MATERIAL FOR THE TASK: Begin

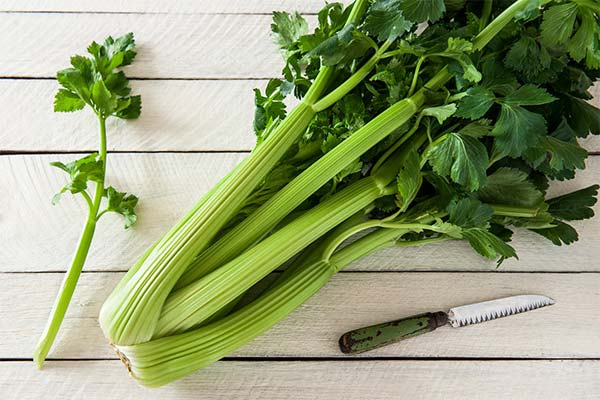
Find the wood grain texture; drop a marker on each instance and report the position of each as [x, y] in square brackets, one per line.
[176, 116]
[164, 6]
[423, 380]
[169, 46]
[37, 236]
[350, 300]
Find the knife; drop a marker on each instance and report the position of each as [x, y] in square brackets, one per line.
[372, 337]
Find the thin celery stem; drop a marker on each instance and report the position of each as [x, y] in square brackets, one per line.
[413, 84]
[494, 27]
[88, 200]
[485, 14]
[397, 145]
[352, 81]
[72, 277]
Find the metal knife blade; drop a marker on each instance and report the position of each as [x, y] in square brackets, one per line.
[488, 310]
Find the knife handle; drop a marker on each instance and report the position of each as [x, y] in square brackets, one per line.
[372, 337]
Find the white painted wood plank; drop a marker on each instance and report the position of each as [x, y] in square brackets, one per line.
[171, 46]
[176, 115]
[164, 6]
[326, 380]
[350, 300]
[37, 236]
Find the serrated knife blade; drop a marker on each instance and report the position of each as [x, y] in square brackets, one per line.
[371, 337]
[493, 309]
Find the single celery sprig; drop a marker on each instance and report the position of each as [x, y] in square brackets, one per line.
[96, 82]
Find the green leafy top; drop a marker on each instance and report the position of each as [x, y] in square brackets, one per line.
[480, 153]
[97, 82]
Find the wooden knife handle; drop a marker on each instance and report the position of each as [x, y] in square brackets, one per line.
[372, 337]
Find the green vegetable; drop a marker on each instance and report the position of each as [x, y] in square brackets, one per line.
[98, 83]
[413, 135]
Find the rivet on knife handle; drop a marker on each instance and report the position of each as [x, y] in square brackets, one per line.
[374, 336]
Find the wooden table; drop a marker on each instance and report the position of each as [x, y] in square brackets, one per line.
[197, 63]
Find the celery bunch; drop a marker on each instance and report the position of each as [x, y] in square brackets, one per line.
[418, 122]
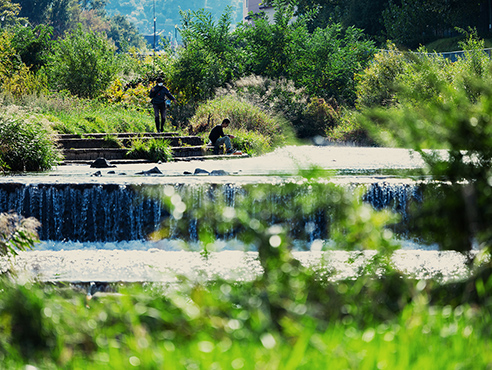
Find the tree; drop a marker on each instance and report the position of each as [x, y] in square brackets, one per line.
[271, 49]
[124, 34]
[83, 63]
[33, 45]
[63, 15]
[209, 58]
[330, 60]
[9, 14]
[452, 131]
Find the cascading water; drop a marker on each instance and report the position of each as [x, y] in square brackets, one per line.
[108, 213]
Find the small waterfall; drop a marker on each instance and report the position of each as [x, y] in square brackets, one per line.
[107, 213]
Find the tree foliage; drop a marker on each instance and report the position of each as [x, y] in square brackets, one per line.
[446, 119]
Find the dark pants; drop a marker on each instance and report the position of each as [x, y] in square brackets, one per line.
[160, 109]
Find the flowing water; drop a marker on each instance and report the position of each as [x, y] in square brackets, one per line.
[95, 222]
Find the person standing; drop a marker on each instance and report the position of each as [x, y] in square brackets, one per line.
[218, 138]
[159, 94]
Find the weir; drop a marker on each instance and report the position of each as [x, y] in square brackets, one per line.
[112, 212]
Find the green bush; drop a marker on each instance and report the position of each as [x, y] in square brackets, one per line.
[26, 145]
[152, 149]
[82, 63]
[376, 84]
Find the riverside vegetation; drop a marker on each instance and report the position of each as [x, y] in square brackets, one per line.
[289, 317]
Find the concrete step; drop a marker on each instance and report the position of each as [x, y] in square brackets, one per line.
[78, 143]
[115, 146]
[121, 153]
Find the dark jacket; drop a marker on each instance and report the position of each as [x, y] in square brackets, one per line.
[216, 132]
[159, 94]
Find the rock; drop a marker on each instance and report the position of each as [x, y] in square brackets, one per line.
[101, 163]
[153, 171]
[219, 173]
[200, 171]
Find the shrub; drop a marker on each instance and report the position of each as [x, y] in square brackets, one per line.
[82, 63]
[152, 149]
[25, 144]
[317, 117]
[376, 84]
[244, 117]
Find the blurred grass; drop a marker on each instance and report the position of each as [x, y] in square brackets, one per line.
[152, 329]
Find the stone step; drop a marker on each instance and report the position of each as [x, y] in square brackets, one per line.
[78, 143]
[121, 153]
[119, 135]
[115, 146]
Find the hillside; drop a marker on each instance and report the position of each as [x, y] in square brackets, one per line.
[141, 12]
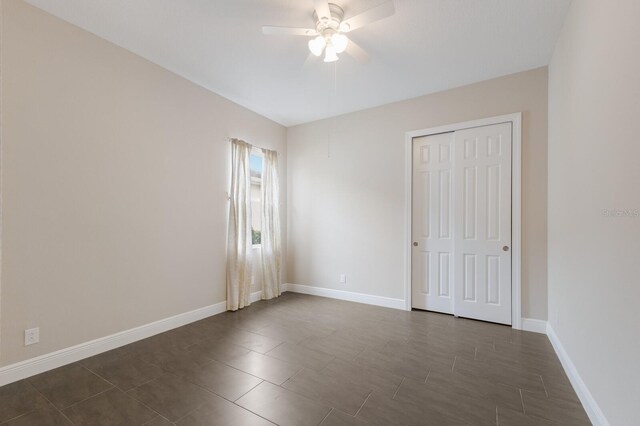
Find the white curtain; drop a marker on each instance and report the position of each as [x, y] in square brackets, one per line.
[239, 235]
[270, 239]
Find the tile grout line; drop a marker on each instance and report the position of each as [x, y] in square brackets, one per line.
[365, 401]
[325, 417]
[425, 379]
[544, 386]
[238, 398]
[398, 388]
[52, 404]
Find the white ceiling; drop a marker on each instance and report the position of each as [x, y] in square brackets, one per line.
[427, 46]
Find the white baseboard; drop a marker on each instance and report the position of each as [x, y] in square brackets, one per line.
[534, 325]
[350, 296]
[31, 367]
[588, 402]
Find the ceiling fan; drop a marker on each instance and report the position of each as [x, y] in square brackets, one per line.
[329, 34]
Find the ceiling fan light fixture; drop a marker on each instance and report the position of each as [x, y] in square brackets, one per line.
[317, 45]
[330, 54]
[340, 42]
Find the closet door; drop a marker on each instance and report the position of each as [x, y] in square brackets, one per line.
[432, 223]
[482, 255]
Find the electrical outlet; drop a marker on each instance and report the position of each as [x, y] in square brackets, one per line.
[31, 336]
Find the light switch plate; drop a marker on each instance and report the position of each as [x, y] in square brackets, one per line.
[31, 336]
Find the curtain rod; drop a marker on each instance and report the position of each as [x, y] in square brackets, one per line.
[252, 145]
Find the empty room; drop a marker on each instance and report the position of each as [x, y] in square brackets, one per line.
[319, 212]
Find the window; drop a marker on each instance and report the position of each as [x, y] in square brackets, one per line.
[256, 197]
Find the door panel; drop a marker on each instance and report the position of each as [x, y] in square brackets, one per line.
[432, 223]
[483, 268]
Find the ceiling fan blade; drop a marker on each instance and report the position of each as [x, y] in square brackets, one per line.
[357, 52]
[322, 9]
[309, 32]
[377, 13]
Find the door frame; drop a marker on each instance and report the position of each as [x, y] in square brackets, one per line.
[516, 202]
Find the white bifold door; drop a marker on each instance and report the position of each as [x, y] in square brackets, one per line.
[461, 223]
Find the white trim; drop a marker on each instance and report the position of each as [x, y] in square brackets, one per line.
[534, 325]
[516, 204]
[31, 367]
[255, 296]
[588, 401]
[350, 296]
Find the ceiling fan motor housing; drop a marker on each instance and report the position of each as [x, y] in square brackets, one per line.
[329, 23]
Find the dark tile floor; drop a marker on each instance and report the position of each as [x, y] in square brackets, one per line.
[304, 360]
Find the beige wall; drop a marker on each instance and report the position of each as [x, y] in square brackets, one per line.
[346, 197]
[115, 172]
[594, 157]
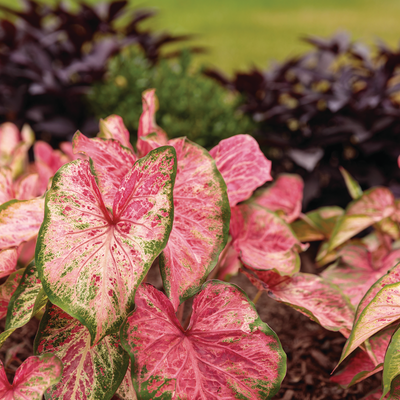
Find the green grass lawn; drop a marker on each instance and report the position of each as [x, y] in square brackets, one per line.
[240, 33]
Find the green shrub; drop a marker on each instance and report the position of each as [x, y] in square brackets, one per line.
[191, 104]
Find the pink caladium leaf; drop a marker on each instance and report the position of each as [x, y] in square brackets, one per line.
[361, 365]
[20, 221]
[284, 196]
[309, 294]
[226, 352]
[263, 240]
[111, 161]
[113, 128]
[242, 165]
[373, 206]
[32, 378]
[201, 222]
[27, 300]
[7, 289]
[90, 372]
[377, 310]
[93, 269]
[150, 135]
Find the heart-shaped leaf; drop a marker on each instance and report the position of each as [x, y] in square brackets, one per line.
[242, 165]
[32, 378]
[284, 196]
[309, 294]
[226, 352]
[111, 160]
[91, 261]
[90, 372]
[27, 300]
[263, 240]
[201, 222]
[20, 221]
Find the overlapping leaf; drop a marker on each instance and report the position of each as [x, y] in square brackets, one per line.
[20, 221]
[284, 196]
[90, 372]
[226, 352]
[201, 222]
[309, 294]
[90, 260]
[27, 300]
[263, 240]
[242, 165]
[32, 378]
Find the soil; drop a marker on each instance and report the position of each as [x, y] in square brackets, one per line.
[312, 352]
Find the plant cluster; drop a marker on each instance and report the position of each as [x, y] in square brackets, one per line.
[337, 105]
[111, 212]
[50, 56]
[203, 111]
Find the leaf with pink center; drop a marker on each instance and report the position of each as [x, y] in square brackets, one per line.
[226, 352]
[94, 267]
[7, 289]
[361, 364]
[20, 221]
[32, 378]
[373, 206]
[378, 309]
[242, 165]
[201, 222]
[113, 127]
[150, 135]
[309, 294]
[111, 161]
[284, 196]
[263, 240]
[90, 372]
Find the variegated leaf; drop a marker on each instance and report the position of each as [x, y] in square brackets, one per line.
[263, 240]
[242, 165]
[284, 196]
[309, 294]
[90, 261]
[113, 127]
[32, 378]
[111, 160]
[7, 289]
[90, 372]
[226, 352]
[20, 221]
[201, 222]
[25, 303]
[373, 206]
[150, 135]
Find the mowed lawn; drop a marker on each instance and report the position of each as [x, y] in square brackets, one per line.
[242, 33]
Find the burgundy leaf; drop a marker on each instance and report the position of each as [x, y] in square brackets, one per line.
[242, 165]
[285, 195]
[227, 351]
[90, 260]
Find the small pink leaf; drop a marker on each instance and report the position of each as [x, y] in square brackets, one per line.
[90, 260]
[201, 222]
[113, 128]
[111, 160]
[264, 241]
[227, 351]
[20, 221]
[242, 165]
[90, 372]
[7, 289]
[309, 294]
[150, 135]
[32, 378]
[284, 195]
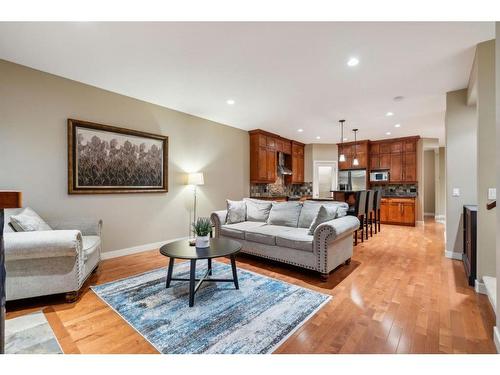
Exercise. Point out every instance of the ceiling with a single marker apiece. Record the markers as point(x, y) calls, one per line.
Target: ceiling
point(282, 76)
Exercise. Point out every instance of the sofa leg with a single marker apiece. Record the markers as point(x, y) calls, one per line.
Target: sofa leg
point(71, 296)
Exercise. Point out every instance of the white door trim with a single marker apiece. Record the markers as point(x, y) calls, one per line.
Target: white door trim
point(316, 164)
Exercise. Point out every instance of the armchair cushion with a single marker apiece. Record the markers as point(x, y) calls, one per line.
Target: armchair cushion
point(42, 244)
point(28, 221)
point(88, 226)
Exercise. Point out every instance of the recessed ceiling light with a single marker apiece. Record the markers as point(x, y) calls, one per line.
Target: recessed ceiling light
point(353, 61)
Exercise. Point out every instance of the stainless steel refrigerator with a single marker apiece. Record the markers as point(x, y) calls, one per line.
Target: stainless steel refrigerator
point(352, 180)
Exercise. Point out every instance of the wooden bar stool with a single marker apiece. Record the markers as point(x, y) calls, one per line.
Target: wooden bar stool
point(377, 200)
point(359, 210)
point(369, 213)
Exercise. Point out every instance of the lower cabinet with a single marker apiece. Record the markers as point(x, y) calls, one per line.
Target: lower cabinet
point(399, 211)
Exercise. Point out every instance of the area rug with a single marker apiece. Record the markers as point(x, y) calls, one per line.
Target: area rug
point(257, 318)
point(30, 334)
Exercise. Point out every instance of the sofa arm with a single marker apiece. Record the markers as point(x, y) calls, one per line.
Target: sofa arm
point(337, 227)
point(218, 218)
point(42, 244)
point(88, 227)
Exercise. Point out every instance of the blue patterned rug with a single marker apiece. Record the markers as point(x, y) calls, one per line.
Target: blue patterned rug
point(30, 334)
point(257, 318)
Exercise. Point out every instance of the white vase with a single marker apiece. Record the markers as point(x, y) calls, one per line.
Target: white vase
point(202, 241)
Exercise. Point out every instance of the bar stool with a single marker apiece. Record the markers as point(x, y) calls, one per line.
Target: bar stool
point(359, 210)
point(377, 201)
point(369, 213)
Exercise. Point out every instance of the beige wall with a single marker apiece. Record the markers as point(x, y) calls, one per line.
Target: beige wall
point(497, 79)
point(429, 182)
point(34, 107)
point(486, 150)
point(440, 190)
point(461, 164)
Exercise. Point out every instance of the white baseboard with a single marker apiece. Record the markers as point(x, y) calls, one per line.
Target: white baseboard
point(496, 338)
point(480, 287)
point(453, 255)
point(440, 219)
point(136, 249)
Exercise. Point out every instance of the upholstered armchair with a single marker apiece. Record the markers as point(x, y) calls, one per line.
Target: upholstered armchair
point(50, 262)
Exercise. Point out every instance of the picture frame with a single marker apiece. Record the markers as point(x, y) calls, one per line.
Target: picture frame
point(105, 159)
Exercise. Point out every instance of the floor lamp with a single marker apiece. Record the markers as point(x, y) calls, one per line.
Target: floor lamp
point(195, 179)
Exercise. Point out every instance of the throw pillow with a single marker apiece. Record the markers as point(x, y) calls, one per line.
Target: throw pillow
point(285, 214)
point(257, 210)
point(28, 221)
point(236, 211)
point(325, 213)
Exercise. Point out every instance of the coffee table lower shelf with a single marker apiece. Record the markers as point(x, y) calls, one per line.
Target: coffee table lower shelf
point(193, 287)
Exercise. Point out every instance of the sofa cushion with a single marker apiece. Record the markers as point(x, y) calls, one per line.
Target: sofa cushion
point(28, 221)
point(236, 211)
point(325, 213)
point(298, 239)
point(310, 210)
point(266, 234)
point(285, 214)
point(238, 230)
point(257, 210)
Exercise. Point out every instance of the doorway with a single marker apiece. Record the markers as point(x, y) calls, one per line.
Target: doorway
point(324, 178)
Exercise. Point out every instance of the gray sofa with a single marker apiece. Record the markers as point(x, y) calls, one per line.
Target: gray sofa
point(330, 245)
point(53, 261)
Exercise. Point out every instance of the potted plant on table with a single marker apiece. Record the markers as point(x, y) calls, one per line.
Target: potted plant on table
point(202, 228)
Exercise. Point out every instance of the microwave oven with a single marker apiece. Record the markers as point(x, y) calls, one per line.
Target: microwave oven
point(379, 176)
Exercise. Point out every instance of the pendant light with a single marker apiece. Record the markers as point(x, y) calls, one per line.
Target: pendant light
point(341, 156)
point(355, 161)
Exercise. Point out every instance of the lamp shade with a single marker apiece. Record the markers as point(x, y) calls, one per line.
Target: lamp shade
point(195, 179)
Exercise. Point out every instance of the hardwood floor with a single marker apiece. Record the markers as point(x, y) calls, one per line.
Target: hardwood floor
point(398, 295)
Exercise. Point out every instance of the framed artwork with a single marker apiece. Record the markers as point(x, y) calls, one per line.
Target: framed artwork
point(105, 159)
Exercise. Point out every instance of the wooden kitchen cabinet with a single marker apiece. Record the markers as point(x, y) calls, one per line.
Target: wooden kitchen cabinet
point(297, 176)
point(398, 211)
point(396, 170)
point(398, 156)
point(264, 148)
point(263, 157)
point(350, 150)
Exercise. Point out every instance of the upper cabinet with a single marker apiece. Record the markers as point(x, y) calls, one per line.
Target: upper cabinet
point(264, 148)
point(297, 176)
point(360, 150)
point(399, 156)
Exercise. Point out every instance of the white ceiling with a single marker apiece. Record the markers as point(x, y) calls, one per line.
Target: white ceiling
point(283, 76)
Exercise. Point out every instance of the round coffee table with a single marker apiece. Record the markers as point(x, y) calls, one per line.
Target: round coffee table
point(219, 247)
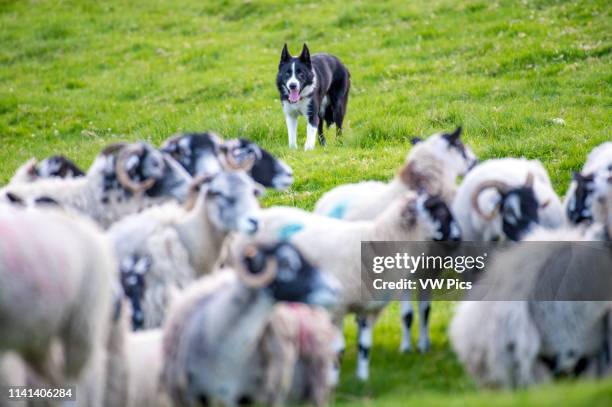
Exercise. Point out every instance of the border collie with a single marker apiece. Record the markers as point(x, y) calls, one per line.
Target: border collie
point(314, 87)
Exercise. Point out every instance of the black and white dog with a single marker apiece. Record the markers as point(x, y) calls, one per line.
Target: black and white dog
point(314, 87)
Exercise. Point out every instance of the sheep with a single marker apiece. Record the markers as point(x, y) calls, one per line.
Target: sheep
point(55, 276)
point(13, 372)
point(54, 166)
point(293, 333)
point(432, 166)
point(144, 365)
point(206, 153)
point(521, 343)
point(579, 197)
point(166, 247)
point(212, 341)
point(123, 179)
point(503, 199)
point(335, 246)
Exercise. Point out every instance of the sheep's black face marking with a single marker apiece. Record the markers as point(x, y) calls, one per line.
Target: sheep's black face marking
point(58, 166)
point(448, 228)
point(133, 272)
point(15, 199)
point(196, 152)
point(519, 211)
point(267, 169)
point(296, 280)
point(231, 202)
point(46, 200)
point(579, 207)
point(294, 75)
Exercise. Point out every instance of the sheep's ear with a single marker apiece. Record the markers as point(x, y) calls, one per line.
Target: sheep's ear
point(285, 55)
point(253, 259)
point(259, 190)
point(46, 200)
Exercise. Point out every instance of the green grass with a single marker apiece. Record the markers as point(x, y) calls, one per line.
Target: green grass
point(75, 76)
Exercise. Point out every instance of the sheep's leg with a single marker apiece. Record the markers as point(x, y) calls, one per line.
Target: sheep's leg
point(339, 347)
point(364, 345)
point(407, 315)
point(424, 309)
point(291, 130)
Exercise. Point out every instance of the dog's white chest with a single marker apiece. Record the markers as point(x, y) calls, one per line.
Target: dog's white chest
point(296, 109)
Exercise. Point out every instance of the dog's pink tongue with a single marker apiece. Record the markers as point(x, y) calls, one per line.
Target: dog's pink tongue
point(294, 95)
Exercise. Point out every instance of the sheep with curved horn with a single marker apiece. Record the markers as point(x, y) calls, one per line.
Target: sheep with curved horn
point(503, 199)
point(124, 179)
point(213, 346)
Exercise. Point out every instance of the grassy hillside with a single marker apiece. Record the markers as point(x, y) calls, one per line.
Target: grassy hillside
point(77, 75)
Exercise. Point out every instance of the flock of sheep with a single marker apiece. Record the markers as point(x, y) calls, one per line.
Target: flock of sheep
point(155, 278)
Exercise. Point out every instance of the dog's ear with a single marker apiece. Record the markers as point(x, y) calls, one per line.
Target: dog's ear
point(285, 55)
point(305, 55)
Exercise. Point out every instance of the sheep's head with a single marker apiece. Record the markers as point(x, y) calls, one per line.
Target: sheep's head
point(266, 169)
point(229, 199)
point(140, 169)
point(133, 270)
point(54, 166)
point(58, 166)
point(424, 217)
point(579, 205)
point(515, 208)
point(286, 275)
point(198, 153)
point(449, 148)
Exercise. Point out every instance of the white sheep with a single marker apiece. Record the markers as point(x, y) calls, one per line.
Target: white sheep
point(206, 154)
point(54, 166)
point(55, 276)
point(579, 197)
point(123, 179)
point(432, 166)
point(504, 198)
point(335, 245)
point(521, 343)
point(174, 245)
point(144, 361)
point(213, 346)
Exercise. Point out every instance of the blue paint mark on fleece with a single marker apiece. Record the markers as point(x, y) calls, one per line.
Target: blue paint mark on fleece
point(338, 211)
point(289, 230)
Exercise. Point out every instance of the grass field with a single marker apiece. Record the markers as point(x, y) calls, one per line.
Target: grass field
point(75, 76)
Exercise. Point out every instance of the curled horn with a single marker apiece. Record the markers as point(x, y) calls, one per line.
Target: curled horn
point(122, 175)
point(194, 190)
point(261, 279)
point(500, 186)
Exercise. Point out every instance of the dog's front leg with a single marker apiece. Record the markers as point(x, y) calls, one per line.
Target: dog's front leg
point(292, 129)
point(311, 134)
point(312, 126)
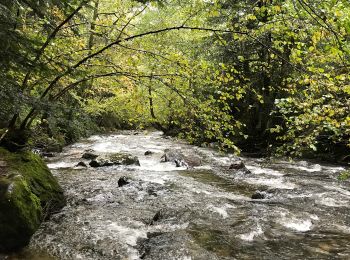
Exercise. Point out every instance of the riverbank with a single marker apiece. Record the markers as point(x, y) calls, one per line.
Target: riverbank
point(280, 209)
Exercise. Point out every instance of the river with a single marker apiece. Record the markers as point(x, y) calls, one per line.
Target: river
point(205, 212)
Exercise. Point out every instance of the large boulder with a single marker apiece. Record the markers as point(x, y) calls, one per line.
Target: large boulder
point(115, 159)
point(29, 193)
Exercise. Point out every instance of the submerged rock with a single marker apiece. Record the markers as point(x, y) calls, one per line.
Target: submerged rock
point(29, 193)
point(123, 181)
point(180, 159)
point(115, 159)
point(239, 166)
point(89, 155)
point(258, 195)
point(81, 164)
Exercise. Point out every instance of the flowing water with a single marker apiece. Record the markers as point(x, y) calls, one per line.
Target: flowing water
point(205, 212)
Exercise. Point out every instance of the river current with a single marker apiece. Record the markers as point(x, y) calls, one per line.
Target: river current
point(205, 212)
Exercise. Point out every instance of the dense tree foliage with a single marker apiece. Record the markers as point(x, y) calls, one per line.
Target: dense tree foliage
point(264, 75)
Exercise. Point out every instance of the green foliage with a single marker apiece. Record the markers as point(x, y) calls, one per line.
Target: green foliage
point(249, 74)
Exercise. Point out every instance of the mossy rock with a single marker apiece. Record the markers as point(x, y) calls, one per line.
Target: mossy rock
point(28, 194)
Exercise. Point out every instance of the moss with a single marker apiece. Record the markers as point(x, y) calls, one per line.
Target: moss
point(28, 193)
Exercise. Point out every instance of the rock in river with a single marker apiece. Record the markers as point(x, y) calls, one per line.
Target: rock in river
point(29, 193)
point(115, 159)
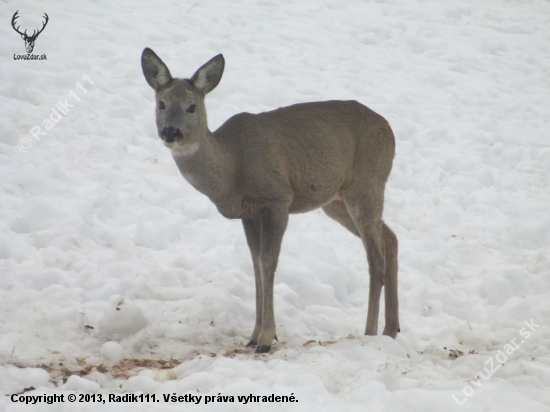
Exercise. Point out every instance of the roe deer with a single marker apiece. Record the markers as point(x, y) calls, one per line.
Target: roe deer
point(260, 167)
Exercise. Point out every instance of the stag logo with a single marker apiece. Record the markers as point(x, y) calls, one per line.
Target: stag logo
point(29, 40)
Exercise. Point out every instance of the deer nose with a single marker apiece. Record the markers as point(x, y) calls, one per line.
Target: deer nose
point(170, 134)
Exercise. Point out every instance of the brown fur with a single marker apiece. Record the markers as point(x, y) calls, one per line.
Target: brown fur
point(260, 167)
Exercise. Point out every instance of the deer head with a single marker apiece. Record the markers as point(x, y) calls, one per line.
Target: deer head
point(29, 40)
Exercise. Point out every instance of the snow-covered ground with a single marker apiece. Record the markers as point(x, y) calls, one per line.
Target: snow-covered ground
point(96, 215)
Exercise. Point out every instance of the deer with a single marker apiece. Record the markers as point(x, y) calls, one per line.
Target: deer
point(259, 168)
point(29, 40)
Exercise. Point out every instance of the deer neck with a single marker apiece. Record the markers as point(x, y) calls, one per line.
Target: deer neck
point(207, 165)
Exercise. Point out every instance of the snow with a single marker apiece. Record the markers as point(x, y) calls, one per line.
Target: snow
point(95, 213)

MATERIAL FOR THE TASK: End

• [TASK TO COMPLETE]
Beginning at the line with "Exercise. Point out every instance of the upper" and stopping after the line with "Exercise. Point out every instance of the round", please write out every line of the data above exactly and nothing else.

• [FINISHED TASK]
Exercise. Point out every instance of the upper cabinet with a single marker apiece. Record the markers as point(x, y) calls, one per line.
Target: upper cabinet
point(264, 148)
point(297, 176)
point(360, 150)
point(399, 156)
Exercise. Point out every instance of the white ceiling with a single marker apiece. Record the markers as point(x, y) calls, one per line.
Target: white ceiling
point(283, 76)
Exercise. Point out every instance of the round coffee table with a single marker apiece. Record the markers as point(x, y) calls, one per line.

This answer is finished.